◆ WHAT IS EXPECTED
From the line that contains "<point>149,275</point>" to the end of the records below, copy every line exactly. Both the first and last of these lines count.

◆ SOURCE DATA
--- START ---

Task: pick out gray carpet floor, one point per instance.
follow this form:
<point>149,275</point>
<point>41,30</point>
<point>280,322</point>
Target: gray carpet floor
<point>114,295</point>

--- END ---

◆ EXERCISE OUTPUT
<point>149,275</point>
<point>41,30</point>
<point>280,322</point>
Target: gray carpet floor
<point>114,295</point>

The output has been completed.